## Directions for this task:
Output exactly, please, the lines of the records below from the one containing "Annotate the market" through the final line.

## Material shown:
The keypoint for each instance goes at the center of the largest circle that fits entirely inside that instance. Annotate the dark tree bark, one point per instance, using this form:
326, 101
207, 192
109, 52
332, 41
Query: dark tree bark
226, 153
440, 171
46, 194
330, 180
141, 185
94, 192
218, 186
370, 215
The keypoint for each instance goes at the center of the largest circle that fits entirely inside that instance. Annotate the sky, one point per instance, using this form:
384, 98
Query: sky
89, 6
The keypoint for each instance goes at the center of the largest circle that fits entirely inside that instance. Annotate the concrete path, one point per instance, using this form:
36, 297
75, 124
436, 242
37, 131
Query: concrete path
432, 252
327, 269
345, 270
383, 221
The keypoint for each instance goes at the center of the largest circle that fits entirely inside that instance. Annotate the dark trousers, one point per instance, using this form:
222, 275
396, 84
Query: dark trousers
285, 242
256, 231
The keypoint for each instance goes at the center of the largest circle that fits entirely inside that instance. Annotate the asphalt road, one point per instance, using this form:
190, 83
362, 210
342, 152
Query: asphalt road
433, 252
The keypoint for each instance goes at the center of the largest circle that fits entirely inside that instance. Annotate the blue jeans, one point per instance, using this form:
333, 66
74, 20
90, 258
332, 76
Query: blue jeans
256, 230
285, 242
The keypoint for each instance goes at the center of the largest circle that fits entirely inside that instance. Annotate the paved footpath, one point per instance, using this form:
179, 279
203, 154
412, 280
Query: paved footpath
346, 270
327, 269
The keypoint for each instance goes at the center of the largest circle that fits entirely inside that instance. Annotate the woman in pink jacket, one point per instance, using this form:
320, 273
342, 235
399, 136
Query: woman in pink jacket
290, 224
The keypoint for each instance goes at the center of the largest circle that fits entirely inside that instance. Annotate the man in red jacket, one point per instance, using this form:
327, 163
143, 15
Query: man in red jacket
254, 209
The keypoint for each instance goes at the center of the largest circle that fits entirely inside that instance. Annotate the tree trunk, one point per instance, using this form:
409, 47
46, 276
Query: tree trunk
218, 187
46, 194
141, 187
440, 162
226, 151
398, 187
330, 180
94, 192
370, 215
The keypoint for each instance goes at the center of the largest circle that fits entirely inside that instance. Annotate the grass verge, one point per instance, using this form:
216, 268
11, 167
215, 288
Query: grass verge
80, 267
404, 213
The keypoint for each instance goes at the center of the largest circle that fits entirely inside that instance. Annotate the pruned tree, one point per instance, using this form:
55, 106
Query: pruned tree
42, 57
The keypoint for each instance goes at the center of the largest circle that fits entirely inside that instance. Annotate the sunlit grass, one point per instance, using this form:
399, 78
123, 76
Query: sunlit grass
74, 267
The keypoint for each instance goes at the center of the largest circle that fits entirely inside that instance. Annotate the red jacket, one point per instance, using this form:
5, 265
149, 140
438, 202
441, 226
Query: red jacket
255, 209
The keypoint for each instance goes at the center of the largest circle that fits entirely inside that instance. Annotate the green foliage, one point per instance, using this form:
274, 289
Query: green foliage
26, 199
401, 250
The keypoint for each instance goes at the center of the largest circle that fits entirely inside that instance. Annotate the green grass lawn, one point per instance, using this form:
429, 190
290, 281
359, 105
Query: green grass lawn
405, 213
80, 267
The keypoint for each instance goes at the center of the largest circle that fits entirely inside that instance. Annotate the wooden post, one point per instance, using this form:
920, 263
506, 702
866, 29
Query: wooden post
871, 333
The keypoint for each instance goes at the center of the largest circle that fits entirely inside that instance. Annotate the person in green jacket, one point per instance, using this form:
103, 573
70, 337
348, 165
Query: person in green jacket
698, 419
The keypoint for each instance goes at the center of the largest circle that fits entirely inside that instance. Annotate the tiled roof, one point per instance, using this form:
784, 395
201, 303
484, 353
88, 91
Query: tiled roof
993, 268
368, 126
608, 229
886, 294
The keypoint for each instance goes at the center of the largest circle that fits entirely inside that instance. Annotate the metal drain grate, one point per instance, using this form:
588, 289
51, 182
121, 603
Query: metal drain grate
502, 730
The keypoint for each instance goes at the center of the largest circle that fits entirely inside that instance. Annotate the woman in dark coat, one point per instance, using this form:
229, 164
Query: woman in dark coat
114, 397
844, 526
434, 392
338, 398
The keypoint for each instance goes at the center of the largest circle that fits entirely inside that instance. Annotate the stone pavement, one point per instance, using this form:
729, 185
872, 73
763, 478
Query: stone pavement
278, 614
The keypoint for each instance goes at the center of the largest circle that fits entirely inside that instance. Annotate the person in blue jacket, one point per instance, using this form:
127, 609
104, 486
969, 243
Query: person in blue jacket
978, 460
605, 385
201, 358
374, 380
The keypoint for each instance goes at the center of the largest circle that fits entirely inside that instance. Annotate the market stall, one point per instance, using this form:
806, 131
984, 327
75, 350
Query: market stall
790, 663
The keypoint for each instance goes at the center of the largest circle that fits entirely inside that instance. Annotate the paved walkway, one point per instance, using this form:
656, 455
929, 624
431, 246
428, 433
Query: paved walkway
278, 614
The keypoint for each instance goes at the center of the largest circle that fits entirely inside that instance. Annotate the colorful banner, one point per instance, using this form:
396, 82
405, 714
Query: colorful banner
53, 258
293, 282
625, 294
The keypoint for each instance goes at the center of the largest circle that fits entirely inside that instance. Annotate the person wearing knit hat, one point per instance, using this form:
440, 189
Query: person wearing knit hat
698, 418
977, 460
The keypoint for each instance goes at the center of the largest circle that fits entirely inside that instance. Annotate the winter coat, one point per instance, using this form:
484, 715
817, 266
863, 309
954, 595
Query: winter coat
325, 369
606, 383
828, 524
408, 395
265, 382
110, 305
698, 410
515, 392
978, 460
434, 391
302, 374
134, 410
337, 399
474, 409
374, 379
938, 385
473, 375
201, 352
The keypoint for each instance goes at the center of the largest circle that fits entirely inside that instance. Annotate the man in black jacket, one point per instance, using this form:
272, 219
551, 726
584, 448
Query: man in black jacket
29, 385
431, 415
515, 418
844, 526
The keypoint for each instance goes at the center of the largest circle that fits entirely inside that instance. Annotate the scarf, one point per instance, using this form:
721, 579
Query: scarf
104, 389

## Solved exercise:
The keypoint for each instance goes at the center of the largest circle that fits entirely inside that instance. Annotate the market stall, one point per instance, using this form:
806, 131
984, 327
75, 350
Query: market stall
790, 663
The keypoint for each instance goes at the center of the largest circle that fits entirely inside that instance. Annotate the paved walkway, one point per instance, using this form:
656, 455
929, 624
431, 246
428, 433
Query: paved walkway
278, 614
The keypoint for each instance goes at the center of the largest circle that fits entirely inside that instance. Annotate the colorful banner, one point per instance, using this form:
396, 82
405, 714
Query: colorful banner
53, 258
293, 282
625, 294
The keypoint for each instance goes at the center of the largest circle that fits entirely inside that instance. Annotate the person wearing knit hat, one point per instance, using this form:
440, 189
Query: person wearing knit hat
698, 418
977, 460
The keypoint for each instance goes at the center of the largest circle that fits entirely inside that instance. Annotate the winter coat, one point per instance, using this form:
484, 715
817, 266
863, 309
954, 595
Query: winter coat
325, 369
606, 383
828, 524
408, 395
265, 382
110, 305
698, 410
515, 392
978, 460
434, 391
302, 374
134, 410
337, 399
474, 409
374, 379
938, 385
473, 375
201, 352
The keypoint for each instance goes at the center of the largest circle that fits entirely inside that instance. Annotate the man in black jacket, one point per instance, using this form:
272, 219
551, 726
584, 448
Query: man in black jacket
29, 385
431, 415
515, 418
844, 526
The keypoint for each instance goes at the center of the largest circle that fits entirely inside that instance. Annotate the scarf, one point per instance, using this form:
721, 579
Query: scarf
104, 389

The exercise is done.